:: Task prompt ::
In the listing below, find the line holding "column 69, row 192" and the line holding "column 312, row 155". Write out those two lines and all lines between, exactly, and nothing more.

:: Given data ::
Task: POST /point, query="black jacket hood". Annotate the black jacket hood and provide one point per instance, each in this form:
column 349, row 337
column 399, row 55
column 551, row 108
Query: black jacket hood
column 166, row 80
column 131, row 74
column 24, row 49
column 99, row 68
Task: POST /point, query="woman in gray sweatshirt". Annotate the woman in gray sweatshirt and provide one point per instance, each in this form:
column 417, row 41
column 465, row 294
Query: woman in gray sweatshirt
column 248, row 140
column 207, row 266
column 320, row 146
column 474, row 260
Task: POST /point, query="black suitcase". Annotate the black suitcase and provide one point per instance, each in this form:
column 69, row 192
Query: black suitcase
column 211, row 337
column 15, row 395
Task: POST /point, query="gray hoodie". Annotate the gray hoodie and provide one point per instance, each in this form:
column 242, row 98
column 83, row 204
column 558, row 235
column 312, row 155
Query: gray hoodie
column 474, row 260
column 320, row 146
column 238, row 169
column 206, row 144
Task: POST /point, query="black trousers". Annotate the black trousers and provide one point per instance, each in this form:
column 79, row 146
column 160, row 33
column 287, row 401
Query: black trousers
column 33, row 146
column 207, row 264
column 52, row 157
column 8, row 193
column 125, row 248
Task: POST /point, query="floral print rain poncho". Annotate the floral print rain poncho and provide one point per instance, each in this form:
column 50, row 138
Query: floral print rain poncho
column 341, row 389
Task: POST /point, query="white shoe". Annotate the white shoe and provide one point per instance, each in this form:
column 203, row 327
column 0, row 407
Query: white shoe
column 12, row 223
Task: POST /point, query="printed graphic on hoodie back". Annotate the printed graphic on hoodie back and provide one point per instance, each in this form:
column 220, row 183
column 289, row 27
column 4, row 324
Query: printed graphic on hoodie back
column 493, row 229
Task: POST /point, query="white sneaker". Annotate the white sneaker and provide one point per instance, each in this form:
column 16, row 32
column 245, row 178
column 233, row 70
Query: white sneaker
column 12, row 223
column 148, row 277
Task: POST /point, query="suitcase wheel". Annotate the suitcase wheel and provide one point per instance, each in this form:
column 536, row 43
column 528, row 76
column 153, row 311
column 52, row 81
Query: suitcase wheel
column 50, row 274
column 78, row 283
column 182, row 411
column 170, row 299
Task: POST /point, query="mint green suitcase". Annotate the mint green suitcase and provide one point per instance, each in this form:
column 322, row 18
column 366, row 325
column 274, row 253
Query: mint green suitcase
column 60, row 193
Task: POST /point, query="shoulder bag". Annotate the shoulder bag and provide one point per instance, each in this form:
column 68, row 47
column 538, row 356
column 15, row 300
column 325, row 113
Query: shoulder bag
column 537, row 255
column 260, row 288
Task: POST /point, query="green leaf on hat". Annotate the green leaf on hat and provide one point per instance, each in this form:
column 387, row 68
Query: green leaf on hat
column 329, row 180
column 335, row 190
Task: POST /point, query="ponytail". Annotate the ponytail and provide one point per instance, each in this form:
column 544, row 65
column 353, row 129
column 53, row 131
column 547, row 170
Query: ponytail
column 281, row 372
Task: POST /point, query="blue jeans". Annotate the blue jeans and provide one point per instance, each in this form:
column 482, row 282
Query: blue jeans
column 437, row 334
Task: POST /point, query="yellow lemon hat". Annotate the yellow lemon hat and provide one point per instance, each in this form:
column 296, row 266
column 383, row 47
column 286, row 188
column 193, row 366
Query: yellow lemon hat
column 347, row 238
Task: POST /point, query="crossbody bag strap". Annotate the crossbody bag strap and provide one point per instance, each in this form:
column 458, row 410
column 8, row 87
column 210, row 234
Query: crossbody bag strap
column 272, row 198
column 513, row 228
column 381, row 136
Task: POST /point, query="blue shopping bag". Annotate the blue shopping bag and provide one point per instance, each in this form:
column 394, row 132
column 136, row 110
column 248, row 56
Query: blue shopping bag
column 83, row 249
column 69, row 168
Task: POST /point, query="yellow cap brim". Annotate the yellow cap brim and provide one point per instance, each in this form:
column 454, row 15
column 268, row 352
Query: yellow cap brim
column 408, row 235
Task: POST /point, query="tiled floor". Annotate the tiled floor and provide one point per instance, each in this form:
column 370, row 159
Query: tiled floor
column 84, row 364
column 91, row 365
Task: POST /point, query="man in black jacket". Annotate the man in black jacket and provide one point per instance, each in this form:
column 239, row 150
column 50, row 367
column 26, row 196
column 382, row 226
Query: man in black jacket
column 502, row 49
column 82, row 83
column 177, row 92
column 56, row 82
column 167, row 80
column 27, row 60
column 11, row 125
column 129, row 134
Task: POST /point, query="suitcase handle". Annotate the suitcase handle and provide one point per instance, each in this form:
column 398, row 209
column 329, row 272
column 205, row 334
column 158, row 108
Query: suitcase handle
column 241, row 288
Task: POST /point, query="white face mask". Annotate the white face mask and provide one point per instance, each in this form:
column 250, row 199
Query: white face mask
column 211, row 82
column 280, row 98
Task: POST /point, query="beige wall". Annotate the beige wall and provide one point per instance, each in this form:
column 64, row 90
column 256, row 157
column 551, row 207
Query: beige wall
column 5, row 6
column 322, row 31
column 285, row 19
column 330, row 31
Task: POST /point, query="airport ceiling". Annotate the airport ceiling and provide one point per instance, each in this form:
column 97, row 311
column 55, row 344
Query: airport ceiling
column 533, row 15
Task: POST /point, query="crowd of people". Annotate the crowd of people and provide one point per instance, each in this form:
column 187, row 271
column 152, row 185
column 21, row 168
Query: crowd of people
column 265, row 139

:: Written answer ::
column 69, row 192
Query: black suitcase
column 211, row 337
column 15, row 395
Task: POST /point, query="gray hoodie". Annotate the gray hoodie and provide one point per instance, each in this form:
column 242, row 98
column 83, row 204
column 558, row 235
column 312, row 155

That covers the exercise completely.